> _Task description_
Write each record again exactly as it stands.

## Begin

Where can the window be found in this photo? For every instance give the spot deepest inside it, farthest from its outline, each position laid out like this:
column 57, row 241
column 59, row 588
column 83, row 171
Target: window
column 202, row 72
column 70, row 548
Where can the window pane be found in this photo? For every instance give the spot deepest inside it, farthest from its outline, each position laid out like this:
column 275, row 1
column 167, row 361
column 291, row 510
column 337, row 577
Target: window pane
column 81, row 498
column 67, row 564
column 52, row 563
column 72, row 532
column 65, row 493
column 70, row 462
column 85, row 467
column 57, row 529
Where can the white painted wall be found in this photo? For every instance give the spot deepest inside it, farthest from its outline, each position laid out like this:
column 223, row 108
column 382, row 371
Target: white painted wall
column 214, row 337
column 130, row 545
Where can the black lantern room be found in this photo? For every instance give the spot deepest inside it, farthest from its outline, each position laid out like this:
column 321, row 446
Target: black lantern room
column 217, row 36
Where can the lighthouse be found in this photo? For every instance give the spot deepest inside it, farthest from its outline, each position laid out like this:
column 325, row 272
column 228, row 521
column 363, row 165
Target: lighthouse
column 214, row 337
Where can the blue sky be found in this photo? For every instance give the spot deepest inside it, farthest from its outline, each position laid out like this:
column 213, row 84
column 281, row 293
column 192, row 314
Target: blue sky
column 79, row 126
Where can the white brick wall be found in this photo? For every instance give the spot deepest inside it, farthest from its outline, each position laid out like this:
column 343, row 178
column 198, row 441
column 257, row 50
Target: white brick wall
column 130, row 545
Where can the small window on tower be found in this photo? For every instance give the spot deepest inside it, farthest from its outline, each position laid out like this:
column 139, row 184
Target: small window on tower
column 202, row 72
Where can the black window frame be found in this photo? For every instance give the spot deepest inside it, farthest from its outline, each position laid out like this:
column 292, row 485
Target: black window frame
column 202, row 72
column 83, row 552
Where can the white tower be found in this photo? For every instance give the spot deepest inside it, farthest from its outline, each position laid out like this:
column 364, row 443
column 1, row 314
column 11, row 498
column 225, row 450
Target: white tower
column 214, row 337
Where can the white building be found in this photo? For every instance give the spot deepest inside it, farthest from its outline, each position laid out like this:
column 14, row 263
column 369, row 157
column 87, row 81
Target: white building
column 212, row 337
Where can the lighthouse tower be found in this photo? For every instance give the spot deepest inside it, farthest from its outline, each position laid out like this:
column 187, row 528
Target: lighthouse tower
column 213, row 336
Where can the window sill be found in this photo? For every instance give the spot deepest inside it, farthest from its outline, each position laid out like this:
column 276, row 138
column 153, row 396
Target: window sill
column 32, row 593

## End

> _Task response_
Where can the window be found in this photo? For every instance give the spot deepest inside it, farthest from its outline, each position laid out like this:
column 57, row 241
column 59, row 588
column 83, row 171
Target: window
column 202, row 72
column 70, row 548
Where can the window pane be found in this photo? For every instance give the spot deepest inside it, farthest from its outline, each position laid out like this:
column 275, row 1
column 167, row 361
column 291, row 510
column 337, row 577
Target: window pane
column 81, row 498
column 67, row 564
column 52, row 563
column 72, row 532
column 65, row 493
column 70, row 462
column 85, row 467
column 57, row 529
Where can the white painted wall be found in this photo? For every instance give the spot deepest inside it, farthest from its outline, each position laid out like this:
column 223, row 108
column 382, row 371
Target: white painted wall
column 214, row 337
column 130, row 545
Where can the black lantern room be found in this photo? For every instance give the spot deepest inside it, farthest from its outline, each position laid out like this:
column 321, row 446
Target: black lantern room
column 217, row 36
Where can the lighthouse be found in this photo? For every instance give the spot deepest inside it, farthest from its outline, each position laid out like this:
column 325, row 272
column 228, row 521
column 363, row 165
Target: lighthouse
column 214, row 337
Where can the blue sky be found in this photo? For every instance give the spot deepest inside it, farthest from its outline, each position laid out like this:
column 213, row 84
column 281, row 293
column 192, row 314
Target: blue sky
column 79, row 126
Where can the white brick wall be found in this photo? For every instance give the spot deepest inside it, farthest from its outline, each position laid out like this:
column 343, row 178
column 198, row 441
column 257, row 50
Target: white brick wall
column 130, row 545
Where can the small window on tower be found in this photo? For every instance give the spot deepest inside it, farthest from its outline, each position laid out like this:
column 139, row 184
Target: small window on tower
column 202, row 72
Where can the black window frame be found in this photo? For every instance give the spot deepest inside it, farthest from its outline, each position laid out like this:
column 292, row 485
Target: black window frame
column 202, row 72
column 83, row 552
Where can the white tower be found in this photo? For every instance give the spot deepest inside it, farthest from its outline, each position laid out like this:
column 364, row 443
column 1, row 314
column 11, row 498
column 225, row 450
Target: white tower
column 214, row 337
Where can the white building be found in this photo? For every instance give the spot deepest inside it, farthest from its outline, each position laid out like this:
column 14, row 263
column 369, row 157
column 87, row 81
Target: white building
column 212, row 337
Where can the lighthouse tower be found in this photo? For every instance give the spot deepest inside it, farthest from its outline, each position laid out like this:
column 187, row 528
Target: lighthouse tower
column 213, row 336
Where can the window sill be found in this photo? For every instance give the spot deepest inside it, farthest from its outline, each position laid out like this:
column 276, row 138
column 153, row 396
Target: window sill
column 32, row 593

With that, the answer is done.